Pagina >>
▼▼▼

L’ORO DI NESSUNO: SCONTRO ITALIA-BCE SULLE RISERVE AUREE

«Le riserve auree gestite e detenute dalla Banca d’Italia, come iscritte nel proprio bilancio, appartengono al Popolo Italiano». Così recita l’ultima riformulazione dell’emendamento sull’oro della Banca d’Italia, letto dal ministro dell’Economia Giancarlo Giorgetti alla commissione Bilancio del Senato. Queste parole arrivano per aggiustare le precedenti dichiarazioni sulla proprietà dell’oro che hanno fatto storcere il naso alla BCE nelle ultime settimane.

La “diatriba” nasce dall’inserimento di questo emendamento simbolico firmato da Lucio Malan di Fratelli d’Italia nel contesto della Legge di Bilancio 2026. Il testo originale, emanato il 20 novembre scorso, recitava che «le riserve auree gestite e detenute dalla Banca d’Italia appartengono allo Stato, in nome e per conto del popolo italiano». Christine Lagarde, presidente della Banca Centrale Europea, e la BCE stessa, sono intervenuti tempestivamente, aprendo il dibattitto in merito alla effettiva proprietà delle riserve auree statali depositate presso le banche centrali. La proposta di affermare che l’oro sia «proprietà del popolo italiano» potrebbe minare l’indipendenza della Banca d’Italia, perché secondo i trattati europei la detenzione e gestione delle riserve è compito dei banchieri centrali, non dei governi. La BCE ha chiesto dunque all’Italia di riformulare l’emendamento. In primo luogo perché la modifica, per l’appunto “simbolica”, non porterebbe a scopi concreti. In secondo luogo, perché questa riformulazione solleva preoccupazioni sulla possibilità che l’Italia voglia utilizzare l’oro per finanziare la spesa pubblica. A seguito di diversi colloqui tra Giorgetti e la presidente Lagarde, è stata chiarita la gestione e detenzione delle riserve auree italiane. La gestione resta alla Banca d’Italia, nel quadro e nel rispetto dei trattati europei, ma si mantiene la dichiarazione “di principio” che le riserve «appartengono al popolo italiano».

Ma perché la BCE si è così preoccupata per una potenziale indipendenza della Banca d’Italia? Quali sono i possibili risvolti di questa disputa?

Una questione “di principio”

▲▲▲

Righe di un dataset di puntamento
▼▼▼

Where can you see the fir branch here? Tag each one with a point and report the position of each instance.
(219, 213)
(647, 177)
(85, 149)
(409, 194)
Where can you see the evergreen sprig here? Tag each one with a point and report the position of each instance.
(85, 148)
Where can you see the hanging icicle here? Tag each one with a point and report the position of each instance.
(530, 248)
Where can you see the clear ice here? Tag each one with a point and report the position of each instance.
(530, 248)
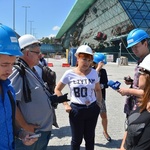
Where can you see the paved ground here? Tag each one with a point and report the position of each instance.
(61, 137)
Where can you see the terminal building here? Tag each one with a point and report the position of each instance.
(104, 25)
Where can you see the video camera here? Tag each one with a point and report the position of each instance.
(55, 100)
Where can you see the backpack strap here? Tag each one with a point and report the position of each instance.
(26, 90)
(13, 107)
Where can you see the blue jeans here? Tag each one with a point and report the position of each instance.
(41, 144)
(83, 120)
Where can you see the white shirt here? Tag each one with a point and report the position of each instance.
(81, 87)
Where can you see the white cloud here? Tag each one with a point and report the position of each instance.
(56, 28)
(51, 35)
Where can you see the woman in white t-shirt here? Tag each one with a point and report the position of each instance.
(85, 93)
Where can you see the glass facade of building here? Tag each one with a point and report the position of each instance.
(106, 23)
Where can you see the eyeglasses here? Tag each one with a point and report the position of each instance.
(38, 53)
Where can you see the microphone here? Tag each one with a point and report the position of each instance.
(114, 85)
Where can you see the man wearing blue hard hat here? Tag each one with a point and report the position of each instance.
(137, 40)
(9, 130)
(99, 60)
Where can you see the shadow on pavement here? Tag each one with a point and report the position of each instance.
(64, 147)
(113, 144)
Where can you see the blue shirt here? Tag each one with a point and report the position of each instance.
(6, 129)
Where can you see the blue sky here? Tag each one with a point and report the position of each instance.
(44, 16)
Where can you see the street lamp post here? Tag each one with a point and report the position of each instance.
(26, 7)
(31, 26)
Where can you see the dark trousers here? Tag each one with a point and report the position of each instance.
(83, 120)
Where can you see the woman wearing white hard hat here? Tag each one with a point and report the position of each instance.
(138, 131)
(86, 97)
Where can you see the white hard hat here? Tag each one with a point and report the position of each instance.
(145, 64)
(27, 40)
(84, 49)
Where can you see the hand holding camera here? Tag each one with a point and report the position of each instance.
(128, 80)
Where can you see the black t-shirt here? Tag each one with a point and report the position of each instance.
(138, 132)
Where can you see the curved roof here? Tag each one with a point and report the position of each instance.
(76, 12)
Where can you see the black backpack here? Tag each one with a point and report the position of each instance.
(48, 76)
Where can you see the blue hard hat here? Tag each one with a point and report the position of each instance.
(8, 42)
(98, 57)
(136, 36)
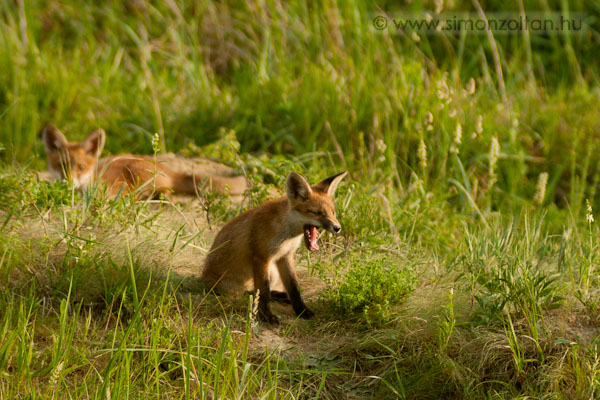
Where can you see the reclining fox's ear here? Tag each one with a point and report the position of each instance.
(94, 143)
(329, 185)
(54, 140)
(297, 187)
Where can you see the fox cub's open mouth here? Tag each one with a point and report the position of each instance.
(311, 236)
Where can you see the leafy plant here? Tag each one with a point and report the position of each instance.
(367, 288)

▲▲▲

Sostituisci "emendamento" con "articolo" nel passo del testo sulle riserve auree che va da "L’ORO DI NESSUNO: SCONTRO" fino a "nelle ultime settimane." compreso, e riscrivi il passo.

L’ORO DI NESSUNO: SCONTRO ITALIA-BCE SULLE RISERVE AUREE

«Le riserve auree gestite e detenute dalla Banca d’Italia, come iscritte nel proprio bilancio, appartengono al Popolo Italiano». Così recita l’ultima riformulazione dell’articolo sull’oro della Banca d’Italia, letto dal ministro dell’Economia Giancarlo Giorgetti alla commissione Bilancio del Senato. Queste parole arrivano per aggiustare le precedenti dichiarazioni sulla proprietà dell’oro che hanno fatto storcere il naso alla BCE nelle ultime settimane.